CHALLENGE 1:
According to the text on number cognition, where was the oldest known written number system found?
CHALLENGE 2:
Extract the stretch of the number cognition text from "This description doesn’t" through "have been possible.", copying it word for word.
CHALLENGE 3:
List every distinct author-and-year citation in the number cognition text, giving each one once.

TEXT EXCERPT:
This description doesn’t yet show how folk psychological modelling projects could extend human cognition. But once we think of propositional attitude psychology as a construction project whose value lies in its social utility we can envisage how the demand for better models might have led to the refinement and development of more rudimentary ones. There are numerous contexts in which more precise tools for describing behaviour (and the mental states underlying behaviour) would be valuable, leading to pressure for a greater range of linguistic tools, and permitting—for example—the expression of more fine-grained distinctions between epistemic and conative states. In turn these would support inferences that would not previously have been possible.

The idea that culturally evolved cognitive tools extend human cognition is not new. It is well established that the natural number system has changed the cognition of which we are capable. An illustration of how this happens will give us a point of comparison for thinking about the cultural evolution of mental state talk and the new forms of cognition that it enables.Footnote 4

3.2 The cultural evolution of number cognition

We now know that the cultural evolution of counting systems has changed human number cognition. Recent empirical research suggests that humans are born with two cognitive systems relevant to enumeration (Everett 2017; also Xu 2003). One system, present in infants (Feigenson and Carey 2003), is used to make precise judgements about small numbers of objects (three in infancy, increasing to four in adulthood). A second system is used for tracking approximate quantities larger than four and is also present in 6-month old infants (Xu 2003). This Approximate Number System enables our judgements about relative quantities. Together these systems enable us to make precise judgements about small quantities of objects and approximate judgements about larger quantities. Since similar abilities seem to be present in primates (Brannon and Terrace 1998; Hauser and Carey 2003), the mechanisms that support such judgements are likely to be phylogenetically old.

Evidence that precise calculations about the relationships between large numbers became possible only with the invention of natural number systems comes from anumeric communities. The Pirahã people of the Amazon, whose language contains no precise number terms, have been shown to struggle to make precise numerical judgements for quantities greater than three (Frank et al. 2008). While the ability to perform complex calculations is now shared by most cultures, the development of number representations emerged only relatively slowly in human history. The oldest known written number system, found in Sumeria, is only around 5300 years ago (ibid.). In all known counting systems, representational tools for higher numerosities emerged through the extension of the object individuation system, via the innovation of number words that mapped to exact values in a tally system. In many languages number words are related to the words for hands and feet (e.g., the word for ‘five’ may be derived from the word for ‘hand’), suggesting that these were the tallies onto which number words were first mapped. This is why many counting systems are base 5 (single hand), 10 (both hands), or 20 (hands and feet) (Everett 2017).

GIVEN DATA:
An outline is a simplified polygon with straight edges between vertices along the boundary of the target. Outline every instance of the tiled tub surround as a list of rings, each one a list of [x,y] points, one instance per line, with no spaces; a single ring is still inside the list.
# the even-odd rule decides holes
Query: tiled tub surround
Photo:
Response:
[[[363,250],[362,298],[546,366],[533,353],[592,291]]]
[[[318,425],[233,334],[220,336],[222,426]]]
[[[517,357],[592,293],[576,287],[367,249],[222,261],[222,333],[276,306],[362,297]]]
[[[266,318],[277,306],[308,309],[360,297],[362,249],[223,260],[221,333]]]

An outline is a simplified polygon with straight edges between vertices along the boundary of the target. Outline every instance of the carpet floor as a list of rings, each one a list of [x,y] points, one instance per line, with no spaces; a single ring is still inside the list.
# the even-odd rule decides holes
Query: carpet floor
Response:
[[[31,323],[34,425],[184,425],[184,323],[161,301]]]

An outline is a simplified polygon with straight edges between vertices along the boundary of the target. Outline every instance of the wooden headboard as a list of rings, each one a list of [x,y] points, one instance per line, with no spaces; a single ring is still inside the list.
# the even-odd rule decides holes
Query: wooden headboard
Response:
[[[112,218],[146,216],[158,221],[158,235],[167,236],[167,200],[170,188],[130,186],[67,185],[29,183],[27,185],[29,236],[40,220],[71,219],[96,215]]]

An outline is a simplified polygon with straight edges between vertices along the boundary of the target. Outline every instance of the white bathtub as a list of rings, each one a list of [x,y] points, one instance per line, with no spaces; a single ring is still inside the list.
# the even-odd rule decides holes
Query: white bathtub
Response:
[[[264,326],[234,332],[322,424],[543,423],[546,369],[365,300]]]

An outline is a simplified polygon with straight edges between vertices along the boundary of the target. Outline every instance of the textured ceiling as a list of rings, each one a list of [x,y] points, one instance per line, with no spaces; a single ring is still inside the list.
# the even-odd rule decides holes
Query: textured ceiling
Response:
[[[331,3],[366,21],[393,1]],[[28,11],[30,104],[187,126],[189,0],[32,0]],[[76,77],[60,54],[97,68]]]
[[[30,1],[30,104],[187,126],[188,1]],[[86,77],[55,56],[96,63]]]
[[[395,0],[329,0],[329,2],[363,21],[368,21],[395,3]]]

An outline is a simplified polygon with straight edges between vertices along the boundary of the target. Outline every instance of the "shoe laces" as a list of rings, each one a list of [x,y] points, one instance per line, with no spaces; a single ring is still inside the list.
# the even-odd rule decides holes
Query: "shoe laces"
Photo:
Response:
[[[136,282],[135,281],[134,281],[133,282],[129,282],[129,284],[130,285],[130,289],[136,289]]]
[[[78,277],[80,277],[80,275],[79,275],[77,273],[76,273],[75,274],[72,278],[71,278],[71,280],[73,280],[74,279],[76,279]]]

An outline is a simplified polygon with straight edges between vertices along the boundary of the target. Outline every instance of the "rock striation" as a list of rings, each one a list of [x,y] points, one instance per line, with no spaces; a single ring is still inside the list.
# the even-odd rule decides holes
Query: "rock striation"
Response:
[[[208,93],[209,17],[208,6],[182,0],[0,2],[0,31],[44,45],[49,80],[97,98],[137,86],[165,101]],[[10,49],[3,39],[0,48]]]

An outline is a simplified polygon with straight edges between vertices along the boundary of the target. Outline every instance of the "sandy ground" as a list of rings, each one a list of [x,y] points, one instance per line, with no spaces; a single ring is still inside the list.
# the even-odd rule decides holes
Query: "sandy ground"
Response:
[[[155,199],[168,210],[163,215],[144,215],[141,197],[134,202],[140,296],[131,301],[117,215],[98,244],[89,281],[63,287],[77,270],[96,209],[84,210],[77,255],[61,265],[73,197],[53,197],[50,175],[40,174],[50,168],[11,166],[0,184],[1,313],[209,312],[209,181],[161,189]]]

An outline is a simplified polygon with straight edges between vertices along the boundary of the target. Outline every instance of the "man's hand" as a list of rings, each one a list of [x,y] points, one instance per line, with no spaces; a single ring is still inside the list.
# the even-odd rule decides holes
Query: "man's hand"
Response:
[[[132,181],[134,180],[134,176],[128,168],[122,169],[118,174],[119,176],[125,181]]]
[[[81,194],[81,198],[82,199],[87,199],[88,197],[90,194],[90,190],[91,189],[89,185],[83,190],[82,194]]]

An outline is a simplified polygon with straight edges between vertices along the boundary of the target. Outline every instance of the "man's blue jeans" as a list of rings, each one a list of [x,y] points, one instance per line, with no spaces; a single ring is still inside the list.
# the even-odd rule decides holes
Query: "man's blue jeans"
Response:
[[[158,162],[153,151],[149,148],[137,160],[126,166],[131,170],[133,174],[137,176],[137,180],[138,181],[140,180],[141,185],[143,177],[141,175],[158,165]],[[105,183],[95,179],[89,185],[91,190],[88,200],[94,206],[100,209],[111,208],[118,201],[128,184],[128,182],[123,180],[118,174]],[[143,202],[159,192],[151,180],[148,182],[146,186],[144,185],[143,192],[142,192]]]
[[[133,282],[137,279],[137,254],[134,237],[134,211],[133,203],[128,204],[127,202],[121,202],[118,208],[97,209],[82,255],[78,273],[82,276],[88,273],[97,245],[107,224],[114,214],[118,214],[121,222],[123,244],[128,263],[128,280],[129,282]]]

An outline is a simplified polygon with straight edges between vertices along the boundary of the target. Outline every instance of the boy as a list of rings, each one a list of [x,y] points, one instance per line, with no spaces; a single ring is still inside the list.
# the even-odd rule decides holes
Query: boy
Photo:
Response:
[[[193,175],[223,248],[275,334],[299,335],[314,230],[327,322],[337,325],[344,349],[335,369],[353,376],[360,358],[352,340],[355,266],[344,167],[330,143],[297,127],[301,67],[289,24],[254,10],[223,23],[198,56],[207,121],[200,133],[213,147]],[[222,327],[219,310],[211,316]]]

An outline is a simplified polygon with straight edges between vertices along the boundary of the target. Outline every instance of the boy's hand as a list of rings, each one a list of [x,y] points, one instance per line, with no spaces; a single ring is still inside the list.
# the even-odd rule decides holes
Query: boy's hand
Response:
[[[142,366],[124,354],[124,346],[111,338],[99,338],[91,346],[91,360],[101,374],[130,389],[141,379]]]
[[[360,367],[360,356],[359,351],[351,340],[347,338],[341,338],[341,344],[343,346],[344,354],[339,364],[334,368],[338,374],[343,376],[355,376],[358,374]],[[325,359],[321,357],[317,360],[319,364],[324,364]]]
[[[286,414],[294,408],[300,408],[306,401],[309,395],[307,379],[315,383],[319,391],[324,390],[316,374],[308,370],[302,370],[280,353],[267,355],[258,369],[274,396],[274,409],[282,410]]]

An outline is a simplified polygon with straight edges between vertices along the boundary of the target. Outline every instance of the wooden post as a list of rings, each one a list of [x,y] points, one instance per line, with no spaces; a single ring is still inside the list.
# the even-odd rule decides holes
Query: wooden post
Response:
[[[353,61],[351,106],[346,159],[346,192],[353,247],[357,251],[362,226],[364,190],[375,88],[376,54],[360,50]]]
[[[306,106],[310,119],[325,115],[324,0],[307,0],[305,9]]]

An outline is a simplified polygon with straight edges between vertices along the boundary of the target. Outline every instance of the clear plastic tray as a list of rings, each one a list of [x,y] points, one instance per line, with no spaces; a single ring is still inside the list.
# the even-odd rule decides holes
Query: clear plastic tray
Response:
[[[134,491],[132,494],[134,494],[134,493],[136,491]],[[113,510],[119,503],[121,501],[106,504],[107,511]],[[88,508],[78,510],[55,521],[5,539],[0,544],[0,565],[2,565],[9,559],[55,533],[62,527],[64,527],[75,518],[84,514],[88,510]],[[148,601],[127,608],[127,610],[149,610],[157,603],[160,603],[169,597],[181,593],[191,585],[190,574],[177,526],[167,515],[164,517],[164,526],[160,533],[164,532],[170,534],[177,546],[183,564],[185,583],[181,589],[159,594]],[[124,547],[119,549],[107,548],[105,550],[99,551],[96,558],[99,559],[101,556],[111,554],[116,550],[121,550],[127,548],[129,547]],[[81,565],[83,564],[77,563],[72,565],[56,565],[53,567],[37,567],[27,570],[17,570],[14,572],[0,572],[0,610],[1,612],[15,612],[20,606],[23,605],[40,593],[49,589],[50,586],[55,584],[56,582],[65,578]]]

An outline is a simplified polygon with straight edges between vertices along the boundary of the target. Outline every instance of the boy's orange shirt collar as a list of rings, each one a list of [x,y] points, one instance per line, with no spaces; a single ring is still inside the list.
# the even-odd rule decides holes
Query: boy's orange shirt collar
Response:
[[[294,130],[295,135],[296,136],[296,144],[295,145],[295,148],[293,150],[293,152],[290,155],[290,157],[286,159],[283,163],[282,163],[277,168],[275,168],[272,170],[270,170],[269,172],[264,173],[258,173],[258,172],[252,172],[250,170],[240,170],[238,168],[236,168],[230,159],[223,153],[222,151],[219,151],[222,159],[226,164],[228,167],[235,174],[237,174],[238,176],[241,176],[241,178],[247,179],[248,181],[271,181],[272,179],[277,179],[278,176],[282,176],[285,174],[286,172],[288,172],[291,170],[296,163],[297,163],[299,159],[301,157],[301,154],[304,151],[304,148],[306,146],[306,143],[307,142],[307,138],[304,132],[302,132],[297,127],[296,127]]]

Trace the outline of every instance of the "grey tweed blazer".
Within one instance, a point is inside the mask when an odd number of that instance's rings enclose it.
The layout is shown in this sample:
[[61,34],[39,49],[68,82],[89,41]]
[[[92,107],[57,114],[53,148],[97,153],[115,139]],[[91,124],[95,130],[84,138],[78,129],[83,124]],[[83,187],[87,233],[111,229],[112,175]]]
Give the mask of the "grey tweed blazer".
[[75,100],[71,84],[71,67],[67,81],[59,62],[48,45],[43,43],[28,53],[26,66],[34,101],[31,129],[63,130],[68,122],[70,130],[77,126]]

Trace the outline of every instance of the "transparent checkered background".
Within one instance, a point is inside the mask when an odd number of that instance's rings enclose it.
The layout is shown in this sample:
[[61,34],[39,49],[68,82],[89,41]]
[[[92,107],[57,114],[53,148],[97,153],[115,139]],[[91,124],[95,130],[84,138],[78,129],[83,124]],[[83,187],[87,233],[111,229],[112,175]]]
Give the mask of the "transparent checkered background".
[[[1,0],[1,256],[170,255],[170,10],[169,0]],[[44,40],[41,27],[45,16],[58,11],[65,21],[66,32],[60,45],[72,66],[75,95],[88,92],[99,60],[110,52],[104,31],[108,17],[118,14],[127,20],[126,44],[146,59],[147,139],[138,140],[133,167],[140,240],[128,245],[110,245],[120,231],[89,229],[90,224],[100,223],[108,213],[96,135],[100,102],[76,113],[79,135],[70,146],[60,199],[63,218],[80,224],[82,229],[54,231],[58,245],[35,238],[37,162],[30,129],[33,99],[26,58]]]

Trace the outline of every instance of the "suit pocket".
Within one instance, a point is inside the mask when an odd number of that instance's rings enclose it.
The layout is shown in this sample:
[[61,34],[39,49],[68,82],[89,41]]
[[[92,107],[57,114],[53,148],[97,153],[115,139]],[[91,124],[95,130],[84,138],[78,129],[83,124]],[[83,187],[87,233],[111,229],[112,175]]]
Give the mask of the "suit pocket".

CORRECT RESULT 1:
Sumeria

CORRECT RESULT 2:
This description doesn’t yet show how folk psychological modelling projects could extend human cognition. But once we think of propositional attitude psychology as a construction project whose value lies in its social utility we can envisage how the demand for better models might have led to the refinement and development of more rudimentary ones. There are numerous contexts in which more precise tools for describing behaviour (and the mental states underlying behaviour) would be valuable, leading to pressure for a greater range of linguistic tools, and permitting—for example—the expression of more fine-grained distinctions between epistemic and conative states. In turn these would support inferences that would not previously have been possible.

CORRECT RESULT 3:
Everett 2017
Xu 2003
Feigenson and Carey 2003
Brannon and Terrace 1998
Hauser and Carey 2003
Frank et al. 2008